Which lines below contain the word "pool"? Find each of them and copy it out in full.

** begin DATA PROVIDED **

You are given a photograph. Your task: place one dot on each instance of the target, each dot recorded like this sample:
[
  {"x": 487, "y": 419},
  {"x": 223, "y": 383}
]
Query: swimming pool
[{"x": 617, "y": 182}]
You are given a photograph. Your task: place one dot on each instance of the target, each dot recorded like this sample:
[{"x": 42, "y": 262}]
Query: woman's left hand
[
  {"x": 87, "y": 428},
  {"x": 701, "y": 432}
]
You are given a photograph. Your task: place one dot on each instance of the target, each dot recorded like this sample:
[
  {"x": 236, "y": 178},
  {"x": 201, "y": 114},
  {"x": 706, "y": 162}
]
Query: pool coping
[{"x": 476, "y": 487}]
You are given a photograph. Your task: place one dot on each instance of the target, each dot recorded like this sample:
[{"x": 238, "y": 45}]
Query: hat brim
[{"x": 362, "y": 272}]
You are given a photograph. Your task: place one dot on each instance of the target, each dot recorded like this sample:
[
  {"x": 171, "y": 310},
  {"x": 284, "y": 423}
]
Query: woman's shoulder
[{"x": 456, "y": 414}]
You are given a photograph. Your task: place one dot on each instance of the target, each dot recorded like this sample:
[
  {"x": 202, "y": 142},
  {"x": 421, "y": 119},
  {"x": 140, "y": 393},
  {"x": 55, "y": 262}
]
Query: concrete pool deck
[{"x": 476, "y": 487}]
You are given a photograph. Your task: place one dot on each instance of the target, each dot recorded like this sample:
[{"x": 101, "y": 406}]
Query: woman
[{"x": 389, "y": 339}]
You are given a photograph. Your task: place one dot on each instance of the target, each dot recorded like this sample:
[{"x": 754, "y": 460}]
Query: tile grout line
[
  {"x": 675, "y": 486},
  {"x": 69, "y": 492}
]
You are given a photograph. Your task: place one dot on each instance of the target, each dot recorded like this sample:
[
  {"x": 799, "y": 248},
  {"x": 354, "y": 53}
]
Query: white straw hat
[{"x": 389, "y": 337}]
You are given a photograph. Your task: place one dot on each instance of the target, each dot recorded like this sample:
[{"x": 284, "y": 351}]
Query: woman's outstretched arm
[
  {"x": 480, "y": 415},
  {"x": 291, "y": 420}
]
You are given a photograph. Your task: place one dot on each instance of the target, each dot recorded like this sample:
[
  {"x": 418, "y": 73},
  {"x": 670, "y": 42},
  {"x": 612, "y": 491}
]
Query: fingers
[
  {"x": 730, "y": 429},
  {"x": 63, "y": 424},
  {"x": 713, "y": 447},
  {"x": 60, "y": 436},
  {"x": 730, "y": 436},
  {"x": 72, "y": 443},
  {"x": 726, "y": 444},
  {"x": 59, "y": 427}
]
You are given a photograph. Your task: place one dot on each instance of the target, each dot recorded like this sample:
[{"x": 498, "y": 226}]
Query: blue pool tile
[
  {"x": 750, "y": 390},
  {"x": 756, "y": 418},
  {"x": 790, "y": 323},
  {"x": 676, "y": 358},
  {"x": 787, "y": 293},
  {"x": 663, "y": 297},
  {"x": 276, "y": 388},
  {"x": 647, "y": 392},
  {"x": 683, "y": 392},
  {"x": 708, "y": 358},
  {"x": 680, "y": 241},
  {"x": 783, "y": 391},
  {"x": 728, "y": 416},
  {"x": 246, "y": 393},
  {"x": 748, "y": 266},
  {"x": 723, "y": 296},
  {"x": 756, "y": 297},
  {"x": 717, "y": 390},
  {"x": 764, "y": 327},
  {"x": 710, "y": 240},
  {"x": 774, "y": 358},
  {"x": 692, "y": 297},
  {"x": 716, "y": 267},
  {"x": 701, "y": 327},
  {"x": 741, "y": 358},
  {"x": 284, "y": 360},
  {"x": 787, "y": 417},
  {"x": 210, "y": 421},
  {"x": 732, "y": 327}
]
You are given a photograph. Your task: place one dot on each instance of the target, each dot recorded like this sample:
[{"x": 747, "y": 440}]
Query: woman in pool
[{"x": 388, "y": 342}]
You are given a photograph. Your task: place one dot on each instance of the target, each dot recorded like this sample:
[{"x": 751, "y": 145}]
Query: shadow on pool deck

** end DATA PROVIDED **

-- OUTPUT FOR THIS EXERCISE --
Query: swimming pool
Query: pool coping
Query: concrete pool deck
Query: blue pool tile
Query: woman in pool
Query: shadow on pool deck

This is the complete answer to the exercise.